▶ Work to complete
• A. Name every field of the new-application form that the Twitter text-mining tutorial mentions.
• B. According to the Twitter text-mining tutorial, which package must be loaded in order to install the twitteR package from GitHub?
• C. Reproduce word for word the stretch of the Twitter text-mining tutorial from "Application Development in" through "the Name field.".

▶ Excerpted text

===

Introduction to Text Mining

In this discussion, we will show you how to get the semantics analysis on any of the trending topic in twitteR.

In this session, we will show you how to create application in twitter development site and generate session key to get the access to the trending topics with the help of twitteR package by geoffjentry.

Pre-requisite

Please install packages like

Application Development in twitteR

The first step is to log in to your twitter account and then click on the App link. on top right corner of the page there is tab for “Create New App”. Click on it to see the following page,

Twitter Application Page

Twitter Application Page

  • Put the name of your application in the Name field.
  • Enter the description in the Description field.
  • The Website field needs to be filled with a valid URL, but again they can be any random url
  • You can leave the Callback URL filed blank.

See the following screenshot to get the understanding on generating the session key for OAUTH.

TwitterApp_Api Key

TwitterApp_Api Key

  • Click on the highlighted link on the page to get the Session Key as shown below,
Twitter_Access_Token

Twitter_Access_Token

Get Your Hands Dirty with the Data

First, load the “devtools” package as this is required to install the twitteR package from the github account. Following is the code in order to install the package and get started with the session as shown above.

Installation of twitteR Package in R

## Install the github codes from an url
install_github("geoffjentry/twitteR")
library(twitteR)
library(dplyr)
## Build the API model to get the tweets
api_key<-"V7K1ZkputrE22Kb2Hlmleb5ze"
api_secret<-"KuEtwZjcIZ8VuKENgoQ3w6l5ngFMhnniiQlqwubCldOG6Hf6d2"
access_token<-"774465035552886785-7uBmIK2xCfnPk4zF00UM5JxrtNMCBAv"
access_token_secret<-"s51j97gnlBDeWypMLiyyoAUfHjwuwuCPieSnG33DZtC1j"
## Setup twitteR oauth
setup_twitter_oauth(api_key,api_secret,access_token,access_token_secret)

The syntax: setup_twitter_oauth(api_key,api_secret,access_token,access_token_secret) is the command to setup the session with the twitter.

Trend Topic: De-Monetisation

## Search the tweets for topic "demonetisation"
Demon<-searchTwitter("Demonetisation",n=200,since="2016-11-07")
Demon_Tweets<-sapply(Demon,function(x)x$getText())%>%as.data.frame()
colnames(Demon_Tweets)=c("Text")
write.csv(Demon_Tweets,"Tweets.csv")
Demon_DF<-read.csv("Tweets.csv")

Clean The Data

Primary Cleaning using gsub()

##Clean the tweet for sentiment analysis
#  remove html links, which are not required for sentiment analysis
tweet1=gsub("https://","",Demon_DF$Text)
tweet2=gsub("#","",tweet1)

===

▶ Supplied information

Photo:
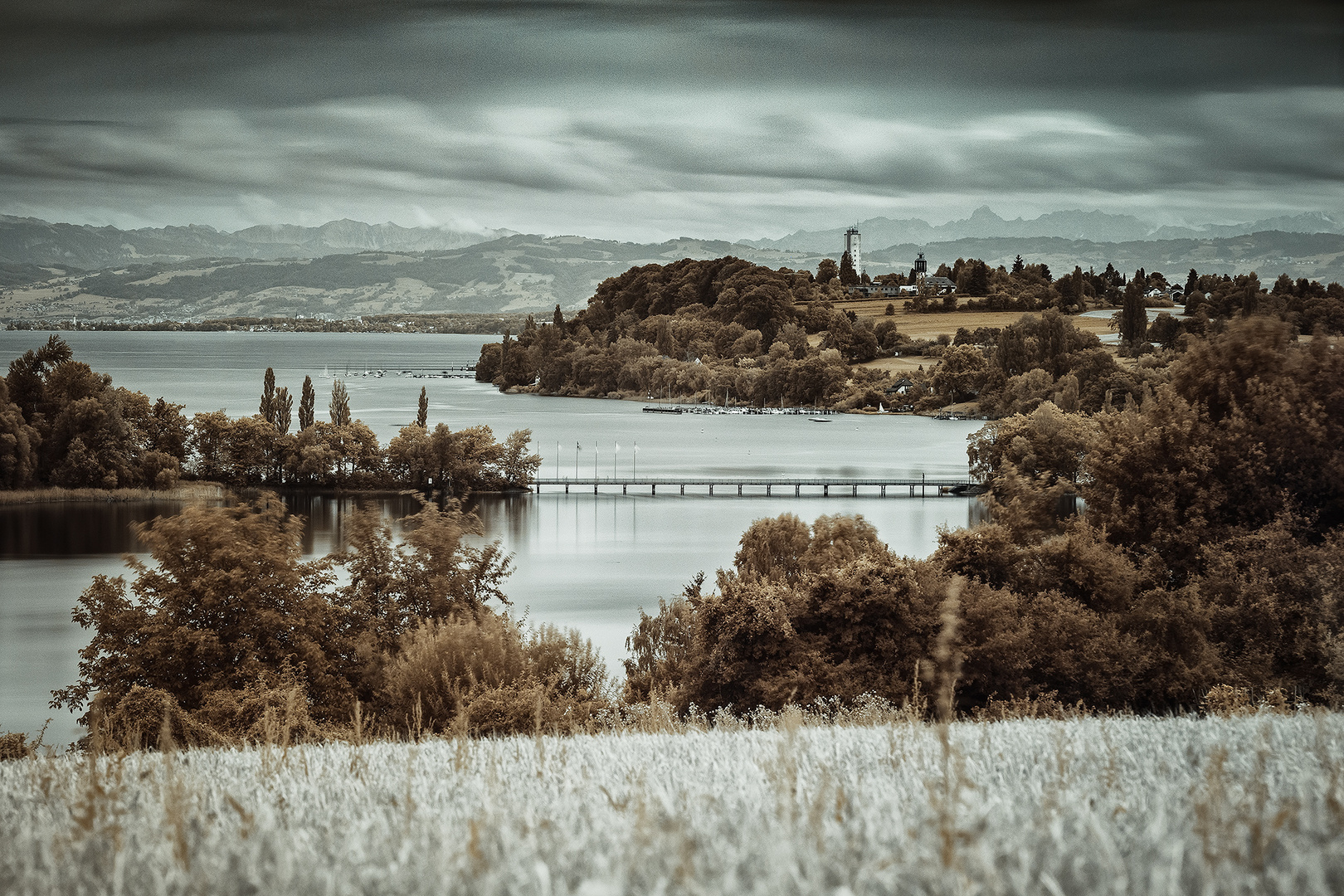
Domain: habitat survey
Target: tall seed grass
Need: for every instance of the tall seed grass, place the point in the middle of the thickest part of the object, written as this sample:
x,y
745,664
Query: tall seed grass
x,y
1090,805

===

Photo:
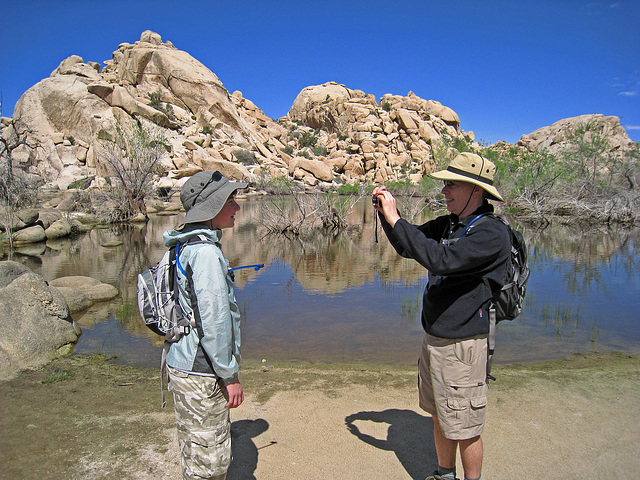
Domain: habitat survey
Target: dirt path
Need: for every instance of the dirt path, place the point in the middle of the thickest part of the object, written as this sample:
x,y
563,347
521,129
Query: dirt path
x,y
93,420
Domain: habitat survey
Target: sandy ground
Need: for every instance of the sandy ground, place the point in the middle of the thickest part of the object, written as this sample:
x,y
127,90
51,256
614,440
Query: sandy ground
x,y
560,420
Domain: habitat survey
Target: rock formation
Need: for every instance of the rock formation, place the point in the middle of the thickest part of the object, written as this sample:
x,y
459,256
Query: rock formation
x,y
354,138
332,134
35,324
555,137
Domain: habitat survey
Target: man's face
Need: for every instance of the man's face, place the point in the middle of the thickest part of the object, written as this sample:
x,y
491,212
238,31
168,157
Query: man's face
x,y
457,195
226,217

===

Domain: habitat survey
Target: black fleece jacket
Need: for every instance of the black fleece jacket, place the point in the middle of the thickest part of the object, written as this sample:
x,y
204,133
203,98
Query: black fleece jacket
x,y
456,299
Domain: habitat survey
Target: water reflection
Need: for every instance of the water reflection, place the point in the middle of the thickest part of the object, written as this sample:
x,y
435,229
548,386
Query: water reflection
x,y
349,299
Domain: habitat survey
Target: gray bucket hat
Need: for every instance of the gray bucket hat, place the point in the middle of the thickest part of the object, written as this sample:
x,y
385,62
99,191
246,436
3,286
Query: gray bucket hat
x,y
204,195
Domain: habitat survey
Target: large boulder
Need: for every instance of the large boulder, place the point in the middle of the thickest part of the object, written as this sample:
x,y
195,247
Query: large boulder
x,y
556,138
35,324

===

▶ The responses
• A. Name, Description, Website, Callback URL

• B. The "devtools" package.

• C.
Application Development in twitteR

The first step is to log in to your twitter account and then click on the App link. on top right corner of the page there is tab for “Create New App”. Click on it to see the following page,

Twitter Application Page

Twitter Application Page

  • Put the name of your application in the Name field.